# Exercise
Word-for-word transcription: reproduce all of the data, but not the pictures.

# Input for this task
>>>

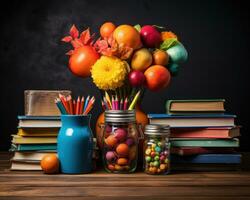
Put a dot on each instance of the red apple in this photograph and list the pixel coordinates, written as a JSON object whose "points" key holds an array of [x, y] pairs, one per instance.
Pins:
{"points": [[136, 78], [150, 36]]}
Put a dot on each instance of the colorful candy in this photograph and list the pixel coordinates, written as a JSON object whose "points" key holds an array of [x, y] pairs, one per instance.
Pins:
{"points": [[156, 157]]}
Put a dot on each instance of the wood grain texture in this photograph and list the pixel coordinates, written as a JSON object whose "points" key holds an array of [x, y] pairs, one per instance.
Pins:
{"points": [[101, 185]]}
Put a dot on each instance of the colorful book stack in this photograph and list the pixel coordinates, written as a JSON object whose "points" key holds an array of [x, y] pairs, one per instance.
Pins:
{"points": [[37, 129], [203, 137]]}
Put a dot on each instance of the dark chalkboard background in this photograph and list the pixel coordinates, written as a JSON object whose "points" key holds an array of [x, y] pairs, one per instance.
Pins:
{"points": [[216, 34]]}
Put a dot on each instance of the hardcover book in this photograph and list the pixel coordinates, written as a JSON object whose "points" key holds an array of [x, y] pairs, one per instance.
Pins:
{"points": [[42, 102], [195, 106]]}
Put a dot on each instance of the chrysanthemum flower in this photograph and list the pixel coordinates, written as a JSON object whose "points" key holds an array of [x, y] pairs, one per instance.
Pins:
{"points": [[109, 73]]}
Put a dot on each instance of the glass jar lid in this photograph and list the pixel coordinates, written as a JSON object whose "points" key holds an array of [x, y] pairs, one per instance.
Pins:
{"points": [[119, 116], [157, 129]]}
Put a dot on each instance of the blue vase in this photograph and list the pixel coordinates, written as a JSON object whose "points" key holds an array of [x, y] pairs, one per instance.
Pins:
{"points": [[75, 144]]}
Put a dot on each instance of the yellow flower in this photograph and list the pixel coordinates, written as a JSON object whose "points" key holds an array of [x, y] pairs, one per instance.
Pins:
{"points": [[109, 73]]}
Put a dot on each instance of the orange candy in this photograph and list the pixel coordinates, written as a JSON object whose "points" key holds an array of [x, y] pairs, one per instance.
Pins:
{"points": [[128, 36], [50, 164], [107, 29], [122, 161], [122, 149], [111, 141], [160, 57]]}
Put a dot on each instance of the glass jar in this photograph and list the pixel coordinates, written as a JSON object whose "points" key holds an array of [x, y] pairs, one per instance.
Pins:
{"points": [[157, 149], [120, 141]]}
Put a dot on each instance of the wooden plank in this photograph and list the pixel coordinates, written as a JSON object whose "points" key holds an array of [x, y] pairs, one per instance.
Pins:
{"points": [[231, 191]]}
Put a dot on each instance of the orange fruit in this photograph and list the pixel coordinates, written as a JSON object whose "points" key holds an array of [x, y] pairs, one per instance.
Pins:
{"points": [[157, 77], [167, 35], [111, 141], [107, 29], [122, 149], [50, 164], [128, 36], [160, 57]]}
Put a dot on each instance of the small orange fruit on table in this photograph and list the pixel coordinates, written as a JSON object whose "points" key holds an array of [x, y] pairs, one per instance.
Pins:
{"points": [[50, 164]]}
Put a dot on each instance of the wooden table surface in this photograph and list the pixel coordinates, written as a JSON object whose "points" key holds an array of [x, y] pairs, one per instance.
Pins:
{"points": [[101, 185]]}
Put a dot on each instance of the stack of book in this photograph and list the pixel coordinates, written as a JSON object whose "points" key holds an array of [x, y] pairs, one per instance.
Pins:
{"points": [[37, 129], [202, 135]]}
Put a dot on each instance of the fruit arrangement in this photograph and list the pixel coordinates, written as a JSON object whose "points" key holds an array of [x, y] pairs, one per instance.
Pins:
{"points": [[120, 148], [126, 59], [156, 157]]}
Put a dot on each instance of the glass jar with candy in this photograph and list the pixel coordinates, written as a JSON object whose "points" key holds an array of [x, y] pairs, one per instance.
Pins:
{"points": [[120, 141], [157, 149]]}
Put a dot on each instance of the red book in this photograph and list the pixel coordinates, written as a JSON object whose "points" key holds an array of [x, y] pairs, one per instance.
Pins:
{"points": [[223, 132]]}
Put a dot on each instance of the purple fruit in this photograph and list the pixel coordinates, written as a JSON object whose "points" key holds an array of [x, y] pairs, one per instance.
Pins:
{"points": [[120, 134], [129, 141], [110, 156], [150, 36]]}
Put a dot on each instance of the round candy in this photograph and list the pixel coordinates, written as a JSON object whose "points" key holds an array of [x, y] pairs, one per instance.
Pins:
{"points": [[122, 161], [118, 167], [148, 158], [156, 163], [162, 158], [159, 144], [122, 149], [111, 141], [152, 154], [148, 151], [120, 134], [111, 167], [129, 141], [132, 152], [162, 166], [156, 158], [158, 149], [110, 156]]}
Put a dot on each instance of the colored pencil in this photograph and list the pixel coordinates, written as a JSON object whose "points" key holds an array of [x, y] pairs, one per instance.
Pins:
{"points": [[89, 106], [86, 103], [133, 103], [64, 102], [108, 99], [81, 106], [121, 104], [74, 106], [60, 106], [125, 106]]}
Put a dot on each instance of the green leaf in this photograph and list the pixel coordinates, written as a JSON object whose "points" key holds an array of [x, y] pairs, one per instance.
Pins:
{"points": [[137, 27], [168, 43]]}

<<<

# Written reply
Put a dot on each instance of the red apple in this photograph and list the pixel coordinates, written as a JSON object whose "points" key holds an array of [x, y] pairs, one per instance.
Pins:
{"points": [[136, 78], [150, 36]]}
Put a dot on each instance of the colorful candy in this photograph and list the pixel coordinates, written as a JSON object whose "points" key holds an array of [x, y] pairs, one per instance.
Pins:
{"points": [[156, 157]]}
Put a dot on each instance of the wood grain texture in this photograph and list the pixel coordinates, written as a JSON object whose "points" key holds an array of [x, y] pairs, one per instance.
Pins:
{"points": [[101, 185]]}
Put a dot on each instance of the colorful book stack in this photograph and list the pixel coordinates, written as a JSON object whose "points" key holds an array of [x, y] pairs, one per instance.
Pins:
{"points": [[37, 129], [203, 137]]}
Put a dot on each instance of the dark chalkboard background in this photograph and list the pixel coordinates, written as a JSON object whose "points" key holds an array of [x, y] pairs, one per instance.
Pins:
{"points": [[216, 34]]}
Put a dot on each instance of the hardcover book in this photograph and list the pixel coordinates, written as a JSON object whose "points" key holds an array of [x, y] pairs, one per instance.
Pins:
{"points": [[42, 102], [195, 106]]}
Put a dot on each instance of the chrysanthemum flower in this photograph and list the pixel coordinates, written as a JSON object whose "points" key holds an array of [x, y] pairs, one per instance.
Pins:
{"points": [[109, 73]]}
Put a dot on each instance of the glass jar lid in this photograph and list the pixel coordinates, written as a JSON object whose "points" key holds an array of [x, y] pairs, one per instance.
Pins:
{"points": [[119, 116], [157, 129]]}
Put a dot on each instance of the blue vase in this photograph and list the pixel coordinates, written as a JSON object whose "points" key holds an array of [x, y] pairs, one per instance.
Pins:
{"points": [[75, 144]]}
Put a dot on each instance of the yellow flower in this photograph and list the pixel coordinates, written as a JSON object whose "points" key holds an array of [x, y] pairs, one per instance.
Pins:
{"points": [[109, 73]]}
Put a dot on each instance of the orange candy in this photograph and list the pixel coordinates, written as a JSON object whose "points" key holds an array of [x, y] pairs, one per instance.
Pins:
{"points": [[128, 36], [50, 164], [107, 29], [122, 161], [122, 149], [111, 141], [160, 57]]}
Put a dot on each instance of the glass jar in this photograph and list the pixel coordinates, written as a JSON object whose "points" key holds an array of [x, y] pairs, one per instance.
Pins:
{"points": [[157, 149], [120, 141]]}
Put a dot on each instance of the wooden plank in this photograph and list the pixel coordinates, written as a JSON object whose "points" key holds an array of [x, y] pairs, one per instance.
Pins:
{"points": [[231, 191]]}
Put a dot on each instance of the orange fruit in this photograph and list the pixel coordinates, written as a JSON object whose "points" key holds an array of [x, y] pairs, one per instance.
Pins:
{"points": [[157, 77], [167, 35], [111, 141], [107, 29], [122, 149], [50, 164], [128, 36], [160, 57]]}
Put a dot on each instance of the small orange fruit on table in this photograph and list the pixel coordinates, written as a JSON object whose "points" key holds an array of [x, y] pairs, one per instance.
Pins:
{"points": [[50, 164]]}
Put a dot on each instance of the wooden table surface in this photograph and list the pixel coordinates, written as a JSON object whose "points" key holds an array of [x, y] pairs, one per instance.
Pins:
{"points": [[101, 185]]}
Put a dot on each instance of the stack of book in this photograph and list the pixel coordinates, written as a JSON object whose "points" key holds an array of [x, y] pairs, one per instance.
Pins:
{"points": [[37, 129], [202, 135]]}
Put a dot on each instance of the fruit arrangement in this photograph and list the pixel coordinates, written as a JSON object whose "points" key holds an array of [x, y] pairs, one per instance.
Pins:
{"points": [[120, 148], [126, 59], [156, 157]]}
Put a dot on each instance of the glass jar with candy in this photograph and list the pixel coordinates, written as a JSON object whose "points" key holds an array of [x, y] pairs, one per instance.
Pins:
{"points": [[120, 141], [157, 149]]}
Put a dot on each instance of the red book in this photograph and list the pixel coordinates, written as a JSON object whose "points" key holds an array of [x, y] pairs, one per instance.
Pins:
{"points": [[223, 132]]}
Put a dot on each instance of the purple fruit in this photograph and list the pixel coordinates, written as a JSON object whose "points" key holds an array of [x, y] pairs, one per instance.
Pins:
{"points": [[120, 134], [129, 141], [110, 156], [150, 36]]}
Put a dot on each instance of the round candy in this photograph and list the pixel coordinates, written as a JSON object whose "points" key holds an array of [x, y] pairs, one per instance.
Pins:
{"points": [[122, 161], [118, 167], [148, 158], [156, 163], [162, 158], [159, 144], [122, 149], [111, 141], [152, 154], [148, 151], [120, 134], [111, 167], [129, 141], [132, 152], [162, 166], [156, 158], [158, 149], [110, 156]]}
Put a dot on each instance of the colored pencil in this photograph and list the pixel coordinates, written as a JSON object whose "points" key holds an array of [x, y] pairs, one per instance.
Pins:
{"points": [[89, 106], [86, 103], [133, 103], [64, 102], [108, 99], [81, 106], [121, 104], [74, 106], [60, 106], [125, 106]]}
Put a dot on each instance of the green leaf in this photograph and list the pixel coordinates, written as a JSON object whose "points" key holds an array of [x, y] pairs, one per instance.
Pins:
{"points": [[137, 27], [168, 43]]}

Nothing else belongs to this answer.